**Object pointing dataset lines**
>> start

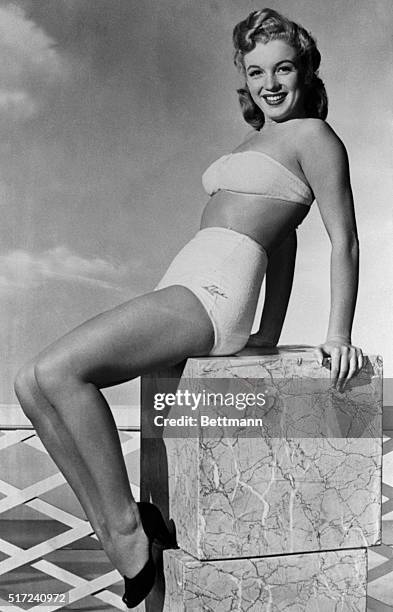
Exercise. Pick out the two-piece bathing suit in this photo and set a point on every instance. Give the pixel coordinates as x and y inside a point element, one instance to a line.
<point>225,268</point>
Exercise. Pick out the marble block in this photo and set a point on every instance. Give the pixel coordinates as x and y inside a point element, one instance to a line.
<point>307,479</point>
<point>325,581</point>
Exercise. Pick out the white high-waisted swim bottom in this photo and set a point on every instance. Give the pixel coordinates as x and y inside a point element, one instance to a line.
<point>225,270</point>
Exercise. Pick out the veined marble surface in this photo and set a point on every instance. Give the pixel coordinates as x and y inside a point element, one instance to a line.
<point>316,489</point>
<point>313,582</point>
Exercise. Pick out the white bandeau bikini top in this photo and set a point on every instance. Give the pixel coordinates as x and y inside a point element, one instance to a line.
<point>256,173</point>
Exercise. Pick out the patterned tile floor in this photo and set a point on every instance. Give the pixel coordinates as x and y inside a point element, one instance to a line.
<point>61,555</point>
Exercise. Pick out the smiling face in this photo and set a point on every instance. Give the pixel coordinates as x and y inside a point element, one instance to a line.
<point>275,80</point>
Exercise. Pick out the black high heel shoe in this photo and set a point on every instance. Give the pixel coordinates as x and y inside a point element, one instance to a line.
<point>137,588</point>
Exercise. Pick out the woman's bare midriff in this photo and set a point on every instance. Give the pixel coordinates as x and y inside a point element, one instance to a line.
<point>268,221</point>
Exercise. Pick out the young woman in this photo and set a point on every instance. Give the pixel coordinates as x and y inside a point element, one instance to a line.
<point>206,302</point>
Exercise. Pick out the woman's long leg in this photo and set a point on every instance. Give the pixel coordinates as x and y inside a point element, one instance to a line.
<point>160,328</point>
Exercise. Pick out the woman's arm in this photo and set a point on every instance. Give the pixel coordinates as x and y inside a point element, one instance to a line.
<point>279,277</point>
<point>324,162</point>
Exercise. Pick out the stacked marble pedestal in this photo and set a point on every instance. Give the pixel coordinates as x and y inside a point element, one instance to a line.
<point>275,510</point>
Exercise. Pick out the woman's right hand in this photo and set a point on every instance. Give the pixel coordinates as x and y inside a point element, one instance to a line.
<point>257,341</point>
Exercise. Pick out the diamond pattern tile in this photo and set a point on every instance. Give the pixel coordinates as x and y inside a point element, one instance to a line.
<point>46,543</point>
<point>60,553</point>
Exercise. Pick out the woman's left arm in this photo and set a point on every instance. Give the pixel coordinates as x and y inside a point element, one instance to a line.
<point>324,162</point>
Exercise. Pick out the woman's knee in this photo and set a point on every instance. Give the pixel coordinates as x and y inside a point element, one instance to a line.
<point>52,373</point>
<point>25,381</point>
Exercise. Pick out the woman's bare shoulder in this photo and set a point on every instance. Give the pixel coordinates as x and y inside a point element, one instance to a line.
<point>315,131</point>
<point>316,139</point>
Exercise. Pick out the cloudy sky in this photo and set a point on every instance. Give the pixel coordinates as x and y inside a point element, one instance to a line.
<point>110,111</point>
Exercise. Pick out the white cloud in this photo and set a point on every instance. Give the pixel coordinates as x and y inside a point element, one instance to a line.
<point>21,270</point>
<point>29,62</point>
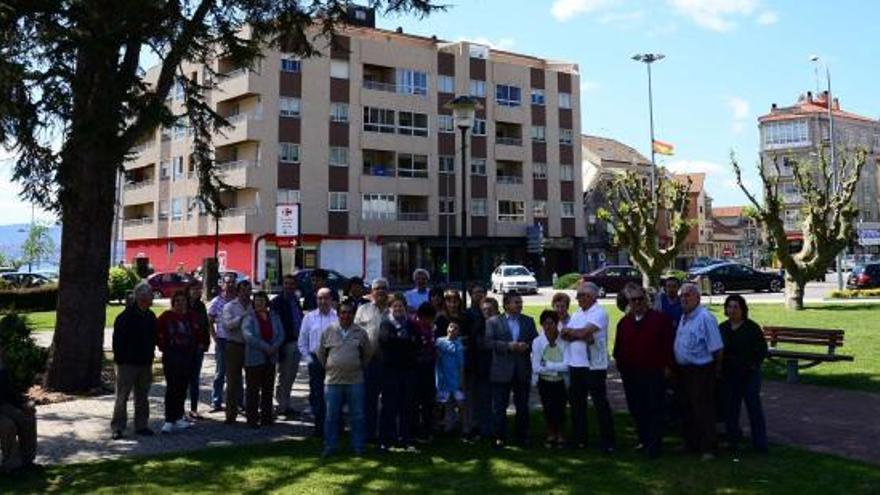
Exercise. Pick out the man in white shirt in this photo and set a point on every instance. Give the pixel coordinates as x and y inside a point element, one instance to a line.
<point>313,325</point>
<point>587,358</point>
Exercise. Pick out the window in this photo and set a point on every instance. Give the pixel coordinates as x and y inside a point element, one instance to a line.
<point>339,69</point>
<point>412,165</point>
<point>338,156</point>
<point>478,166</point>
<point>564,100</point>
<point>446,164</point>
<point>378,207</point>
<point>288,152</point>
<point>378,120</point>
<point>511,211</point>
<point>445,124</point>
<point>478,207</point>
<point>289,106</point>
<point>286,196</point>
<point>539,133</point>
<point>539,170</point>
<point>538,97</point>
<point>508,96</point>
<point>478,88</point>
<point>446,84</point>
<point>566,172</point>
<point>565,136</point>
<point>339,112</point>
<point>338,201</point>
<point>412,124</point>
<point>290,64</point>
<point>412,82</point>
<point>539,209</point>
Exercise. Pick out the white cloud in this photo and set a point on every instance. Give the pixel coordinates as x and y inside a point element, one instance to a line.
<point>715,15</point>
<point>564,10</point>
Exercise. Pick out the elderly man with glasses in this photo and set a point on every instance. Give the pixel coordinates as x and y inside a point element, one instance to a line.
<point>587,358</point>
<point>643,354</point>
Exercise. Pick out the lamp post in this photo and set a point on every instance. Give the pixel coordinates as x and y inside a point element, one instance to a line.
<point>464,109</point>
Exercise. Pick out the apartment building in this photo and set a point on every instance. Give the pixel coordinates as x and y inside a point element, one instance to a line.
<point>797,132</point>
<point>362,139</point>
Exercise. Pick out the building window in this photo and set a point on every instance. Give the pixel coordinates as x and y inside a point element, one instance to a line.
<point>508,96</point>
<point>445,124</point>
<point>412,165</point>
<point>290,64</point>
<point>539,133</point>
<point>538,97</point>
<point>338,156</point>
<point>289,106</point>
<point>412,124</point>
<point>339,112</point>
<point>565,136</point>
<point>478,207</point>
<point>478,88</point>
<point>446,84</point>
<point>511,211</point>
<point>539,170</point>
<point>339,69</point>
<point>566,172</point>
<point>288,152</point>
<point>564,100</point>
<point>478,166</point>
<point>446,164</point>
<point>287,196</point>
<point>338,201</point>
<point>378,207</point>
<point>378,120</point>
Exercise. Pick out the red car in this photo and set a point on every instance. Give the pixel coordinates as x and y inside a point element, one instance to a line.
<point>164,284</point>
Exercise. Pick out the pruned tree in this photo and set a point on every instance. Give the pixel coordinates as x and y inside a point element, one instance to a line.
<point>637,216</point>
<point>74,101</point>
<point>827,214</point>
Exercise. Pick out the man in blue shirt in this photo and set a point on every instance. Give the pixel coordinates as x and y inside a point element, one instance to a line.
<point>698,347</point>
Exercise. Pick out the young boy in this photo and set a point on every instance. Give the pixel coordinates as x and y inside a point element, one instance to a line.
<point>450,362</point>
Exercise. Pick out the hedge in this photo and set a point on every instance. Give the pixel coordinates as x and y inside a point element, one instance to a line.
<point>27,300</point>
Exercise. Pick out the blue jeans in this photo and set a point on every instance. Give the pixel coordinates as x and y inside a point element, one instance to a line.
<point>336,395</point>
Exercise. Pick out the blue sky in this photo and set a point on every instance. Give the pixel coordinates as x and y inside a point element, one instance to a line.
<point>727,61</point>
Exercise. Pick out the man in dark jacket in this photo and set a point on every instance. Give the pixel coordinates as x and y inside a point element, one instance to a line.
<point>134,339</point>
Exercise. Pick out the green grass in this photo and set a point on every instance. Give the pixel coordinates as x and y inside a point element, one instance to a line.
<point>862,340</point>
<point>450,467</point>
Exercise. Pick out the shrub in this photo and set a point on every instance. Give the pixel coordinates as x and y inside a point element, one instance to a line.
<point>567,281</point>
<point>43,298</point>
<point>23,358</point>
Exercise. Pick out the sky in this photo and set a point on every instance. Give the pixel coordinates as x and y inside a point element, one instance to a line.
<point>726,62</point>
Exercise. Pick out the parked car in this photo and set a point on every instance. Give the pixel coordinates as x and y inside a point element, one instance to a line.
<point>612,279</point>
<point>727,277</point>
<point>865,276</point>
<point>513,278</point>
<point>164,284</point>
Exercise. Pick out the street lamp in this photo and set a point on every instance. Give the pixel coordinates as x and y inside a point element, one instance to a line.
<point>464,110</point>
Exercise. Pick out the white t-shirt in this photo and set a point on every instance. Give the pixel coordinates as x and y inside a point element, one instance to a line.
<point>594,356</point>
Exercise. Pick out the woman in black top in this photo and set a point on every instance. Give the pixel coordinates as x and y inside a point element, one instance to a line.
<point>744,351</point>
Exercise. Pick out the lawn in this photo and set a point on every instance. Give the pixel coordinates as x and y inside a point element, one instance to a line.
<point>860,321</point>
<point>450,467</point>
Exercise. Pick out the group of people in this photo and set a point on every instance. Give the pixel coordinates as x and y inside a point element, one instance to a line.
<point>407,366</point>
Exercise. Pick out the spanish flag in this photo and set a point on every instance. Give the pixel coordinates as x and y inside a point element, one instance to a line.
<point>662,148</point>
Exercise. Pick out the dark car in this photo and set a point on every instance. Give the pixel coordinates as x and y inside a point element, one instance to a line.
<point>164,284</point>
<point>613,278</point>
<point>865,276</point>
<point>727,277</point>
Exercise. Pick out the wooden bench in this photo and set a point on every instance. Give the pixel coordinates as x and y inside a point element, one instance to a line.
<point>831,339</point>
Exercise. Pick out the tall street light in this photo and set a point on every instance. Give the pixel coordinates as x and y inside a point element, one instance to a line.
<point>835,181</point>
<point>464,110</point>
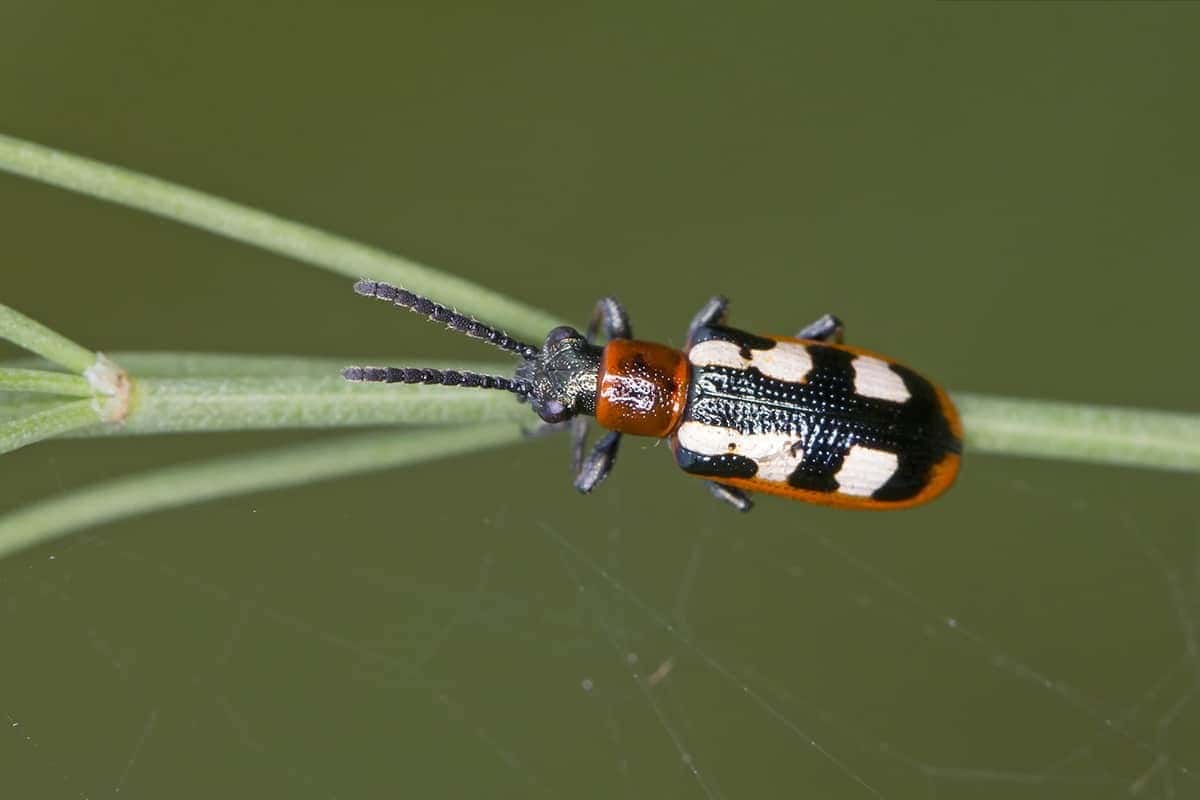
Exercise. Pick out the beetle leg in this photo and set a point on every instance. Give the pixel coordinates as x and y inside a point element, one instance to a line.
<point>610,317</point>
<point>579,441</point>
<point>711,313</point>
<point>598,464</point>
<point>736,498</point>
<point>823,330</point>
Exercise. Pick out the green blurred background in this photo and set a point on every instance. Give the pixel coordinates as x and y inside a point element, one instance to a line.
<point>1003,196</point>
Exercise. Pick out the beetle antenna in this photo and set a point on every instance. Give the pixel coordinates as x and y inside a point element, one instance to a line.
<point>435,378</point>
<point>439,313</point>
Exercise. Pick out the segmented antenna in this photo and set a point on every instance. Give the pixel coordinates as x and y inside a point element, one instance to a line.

>> end

**Request**
Please reproduce the stretch of lines that opens with the line containing "Exercise. Pick out the sky" and closes with the line containing "<point>594,356</point>", replacing "street lamp" with "lamp post" and changing nothing else. Return only those lines.

**Response to this task**
Exercise. Pick out the sky in this photo and set a point on every instance. Give the pixel coordinates as x and y inside a point element, one instance to a line.
<point>726,62</point>
Exercise. Pick out the parked car in this photo and set a point on every instance. Give the pixel coordinates as x and y inside a point element, one instance to a line.
<point>612,279</point>
<point>727,277</point>
<point>865,276</point>
<point>513,278</point>
<point>164,284</point>
Exercise. Pick out the lamp post in this photo and set a point on every instance. Give the pixel coordinates as x and y inside a point element, one instance to a line.
<point>464,110</point>
Exercise. Pick out the white t-shirt in this photo and set a point on every instance. Give the pixel coordinates as x and y inside a point element, one instance to a line.
<point>594,356</point>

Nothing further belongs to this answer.